(Collection entries)
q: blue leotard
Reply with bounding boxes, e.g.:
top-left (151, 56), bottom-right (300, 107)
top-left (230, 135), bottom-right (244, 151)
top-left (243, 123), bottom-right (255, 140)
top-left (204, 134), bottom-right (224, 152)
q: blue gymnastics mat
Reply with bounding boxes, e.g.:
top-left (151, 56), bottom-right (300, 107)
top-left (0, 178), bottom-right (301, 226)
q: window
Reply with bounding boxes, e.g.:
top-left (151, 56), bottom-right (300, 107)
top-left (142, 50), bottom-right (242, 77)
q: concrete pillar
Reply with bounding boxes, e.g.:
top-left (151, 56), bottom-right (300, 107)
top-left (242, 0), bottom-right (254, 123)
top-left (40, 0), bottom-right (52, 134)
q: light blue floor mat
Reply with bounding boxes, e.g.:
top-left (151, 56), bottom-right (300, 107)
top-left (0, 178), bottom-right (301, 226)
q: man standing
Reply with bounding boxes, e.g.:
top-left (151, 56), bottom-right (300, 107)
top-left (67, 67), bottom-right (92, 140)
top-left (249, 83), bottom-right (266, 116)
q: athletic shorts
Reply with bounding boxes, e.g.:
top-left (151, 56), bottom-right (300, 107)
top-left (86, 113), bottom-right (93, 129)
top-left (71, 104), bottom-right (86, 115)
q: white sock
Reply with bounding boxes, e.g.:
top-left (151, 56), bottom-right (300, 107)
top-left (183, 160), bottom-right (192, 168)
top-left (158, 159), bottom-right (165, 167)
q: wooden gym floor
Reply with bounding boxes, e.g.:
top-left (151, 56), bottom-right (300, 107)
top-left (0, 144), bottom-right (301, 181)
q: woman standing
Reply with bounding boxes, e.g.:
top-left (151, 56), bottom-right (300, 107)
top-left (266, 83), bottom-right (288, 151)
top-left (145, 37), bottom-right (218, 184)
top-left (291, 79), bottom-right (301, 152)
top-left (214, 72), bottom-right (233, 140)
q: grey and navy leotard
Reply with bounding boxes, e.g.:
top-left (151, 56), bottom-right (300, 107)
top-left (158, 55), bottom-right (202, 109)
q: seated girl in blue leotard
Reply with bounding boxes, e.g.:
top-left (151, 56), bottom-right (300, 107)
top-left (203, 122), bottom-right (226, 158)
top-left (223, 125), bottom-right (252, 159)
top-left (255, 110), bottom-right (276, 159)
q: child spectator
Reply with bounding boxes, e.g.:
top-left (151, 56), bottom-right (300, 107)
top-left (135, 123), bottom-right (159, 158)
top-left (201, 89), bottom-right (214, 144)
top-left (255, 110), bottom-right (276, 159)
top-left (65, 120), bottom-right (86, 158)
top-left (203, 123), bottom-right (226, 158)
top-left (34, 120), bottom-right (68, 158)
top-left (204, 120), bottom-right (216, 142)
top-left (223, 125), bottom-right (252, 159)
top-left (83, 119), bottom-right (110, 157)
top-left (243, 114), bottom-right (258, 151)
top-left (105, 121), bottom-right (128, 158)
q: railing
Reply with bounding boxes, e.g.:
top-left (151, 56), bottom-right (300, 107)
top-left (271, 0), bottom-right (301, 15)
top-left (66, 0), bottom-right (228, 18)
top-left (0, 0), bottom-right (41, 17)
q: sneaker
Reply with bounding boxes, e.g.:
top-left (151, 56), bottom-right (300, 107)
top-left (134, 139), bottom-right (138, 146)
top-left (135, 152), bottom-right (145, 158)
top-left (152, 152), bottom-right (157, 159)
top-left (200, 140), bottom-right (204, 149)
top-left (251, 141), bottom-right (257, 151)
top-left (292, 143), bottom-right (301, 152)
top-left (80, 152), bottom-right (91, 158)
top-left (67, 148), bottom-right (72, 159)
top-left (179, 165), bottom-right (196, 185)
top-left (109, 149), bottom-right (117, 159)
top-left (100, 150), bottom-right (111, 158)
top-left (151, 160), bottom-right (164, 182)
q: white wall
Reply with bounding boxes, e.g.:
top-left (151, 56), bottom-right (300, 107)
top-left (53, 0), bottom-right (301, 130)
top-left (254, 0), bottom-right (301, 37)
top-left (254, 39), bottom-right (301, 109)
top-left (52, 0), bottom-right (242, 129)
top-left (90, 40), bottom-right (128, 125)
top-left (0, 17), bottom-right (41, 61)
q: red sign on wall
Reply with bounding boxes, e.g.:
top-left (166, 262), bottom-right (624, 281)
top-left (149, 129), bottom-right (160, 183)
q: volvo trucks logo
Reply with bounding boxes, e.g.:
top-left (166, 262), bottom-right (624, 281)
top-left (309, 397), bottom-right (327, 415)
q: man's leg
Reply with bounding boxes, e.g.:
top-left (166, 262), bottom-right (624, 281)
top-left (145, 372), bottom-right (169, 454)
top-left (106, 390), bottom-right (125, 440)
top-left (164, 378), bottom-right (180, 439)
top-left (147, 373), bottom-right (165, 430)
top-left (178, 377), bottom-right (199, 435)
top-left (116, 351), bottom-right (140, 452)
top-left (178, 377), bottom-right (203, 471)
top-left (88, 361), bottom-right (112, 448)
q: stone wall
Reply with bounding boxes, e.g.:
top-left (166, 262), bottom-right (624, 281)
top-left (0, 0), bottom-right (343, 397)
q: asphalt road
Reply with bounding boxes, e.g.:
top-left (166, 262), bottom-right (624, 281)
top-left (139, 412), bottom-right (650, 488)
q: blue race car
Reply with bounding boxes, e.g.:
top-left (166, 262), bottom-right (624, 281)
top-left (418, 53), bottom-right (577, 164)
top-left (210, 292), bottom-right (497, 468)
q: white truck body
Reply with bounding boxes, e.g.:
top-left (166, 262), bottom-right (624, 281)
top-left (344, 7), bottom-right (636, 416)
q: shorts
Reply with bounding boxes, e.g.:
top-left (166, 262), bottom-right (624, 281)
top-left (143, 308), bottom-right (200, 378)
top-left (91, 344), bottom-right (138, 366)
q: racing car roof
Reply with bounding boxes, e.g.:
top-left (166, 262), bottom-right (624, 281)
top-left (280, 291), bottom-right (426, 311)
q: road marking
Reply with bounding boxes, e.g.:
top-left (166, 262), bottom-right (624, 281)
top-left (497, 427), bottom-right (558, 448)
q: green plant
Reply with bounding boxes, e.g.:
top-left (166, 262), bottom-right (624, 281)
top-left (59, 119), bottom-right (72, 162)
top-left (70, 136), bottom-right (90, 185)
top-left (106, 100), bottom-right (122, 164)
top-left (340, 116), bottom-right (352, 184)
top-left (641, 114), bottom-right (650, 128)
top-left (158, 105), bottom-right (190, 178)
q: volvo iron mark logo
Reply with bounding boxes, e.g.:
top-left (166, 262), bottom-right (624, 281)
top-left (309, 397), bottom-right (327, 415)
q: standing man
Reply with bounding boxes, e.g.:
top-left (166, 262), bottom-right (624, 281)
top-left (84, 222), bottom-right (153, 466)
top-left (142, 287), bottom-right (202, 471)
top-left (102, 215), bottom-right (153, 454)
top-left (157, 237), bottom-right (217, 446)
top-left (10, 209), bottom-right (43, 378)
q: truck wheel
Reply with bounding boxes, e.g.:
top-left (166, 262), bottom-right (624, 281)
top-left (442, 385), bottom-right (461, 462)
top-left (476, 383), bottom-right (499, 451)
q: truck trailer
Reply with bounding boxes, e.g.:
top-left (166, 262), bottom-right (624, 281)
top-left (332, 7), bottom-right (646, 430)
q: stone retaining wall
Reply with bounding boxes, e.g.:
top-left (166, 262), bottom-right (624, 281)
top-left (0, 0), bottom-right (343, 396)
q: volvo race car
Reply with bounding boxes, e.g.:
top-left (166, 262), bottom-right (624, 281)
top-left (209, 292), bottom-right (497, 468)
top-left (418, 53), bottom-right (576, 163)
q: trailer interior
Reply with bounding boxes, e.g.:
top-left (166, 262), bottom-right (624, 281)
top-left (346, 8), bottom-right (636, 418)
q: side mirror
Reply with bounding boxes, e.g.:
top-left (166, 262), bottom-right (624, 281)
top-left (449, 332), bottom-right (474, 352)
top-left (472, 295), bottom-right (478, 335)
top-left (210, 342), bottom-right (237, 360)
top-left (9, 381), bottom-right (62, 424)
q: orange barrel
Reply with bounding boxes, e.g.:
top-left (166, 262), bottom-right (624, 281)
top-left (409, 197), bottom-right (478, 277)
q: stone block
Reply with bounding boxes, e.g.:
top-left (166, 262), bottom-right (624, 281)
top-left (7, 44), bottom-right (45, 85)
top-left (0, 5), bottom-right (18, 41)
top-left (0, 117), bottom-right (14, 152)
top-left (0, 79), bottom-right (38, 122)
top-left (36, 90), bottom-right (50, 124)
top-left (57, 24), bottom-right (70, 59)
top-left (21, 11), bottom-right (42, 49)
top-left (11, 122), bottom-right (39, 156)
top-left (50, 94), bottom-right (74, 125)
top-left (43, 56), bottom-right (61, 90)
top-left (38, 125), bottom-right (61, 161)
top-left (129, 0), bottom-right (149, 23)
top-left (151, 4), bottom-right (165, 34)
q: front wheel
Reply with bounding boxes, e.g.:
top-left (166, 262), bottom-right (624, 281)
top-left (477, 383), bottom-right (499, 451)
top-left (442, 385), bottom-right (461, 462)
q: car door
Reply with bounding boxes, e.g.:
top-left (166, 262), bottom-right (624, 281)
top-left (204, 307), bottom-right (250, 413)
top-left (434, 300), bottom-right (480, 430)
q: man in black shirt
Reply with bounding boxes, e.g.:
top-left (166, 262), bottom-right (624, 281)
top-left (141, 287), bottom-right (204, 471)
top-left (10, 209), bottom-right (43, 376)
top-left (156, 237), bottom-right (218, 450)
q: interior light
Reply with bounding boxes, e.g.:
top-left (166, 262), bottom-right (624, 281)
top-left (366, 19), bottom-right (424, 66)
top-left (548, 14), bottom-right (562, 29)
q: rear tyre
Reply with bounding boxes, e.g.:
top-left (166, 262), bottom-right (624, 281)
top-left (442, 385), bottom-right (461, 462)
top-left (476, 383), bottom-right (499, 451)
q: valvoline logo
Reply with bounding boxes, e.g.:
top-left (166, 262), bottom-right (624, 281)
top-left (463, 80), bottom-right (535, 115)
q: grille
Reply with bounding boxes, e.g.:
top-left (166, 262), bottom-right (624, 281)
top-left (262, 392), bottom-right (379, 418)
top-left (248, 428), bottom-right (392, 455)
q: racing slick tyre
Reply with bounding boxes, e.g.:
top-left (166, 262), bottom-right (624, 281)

__WHAT IS NEEDED__.
Print the lines of the records verbatim, starting at the line that contains "q: racing slick tyre" and ending at the end of the records, with both ends included.

__ANSWER FOR THIS EXERCISE__.
q: racing slick tyre
Reply with bounding boxes, e.g.:
top-left (166, 262), bottom-right (624, 281)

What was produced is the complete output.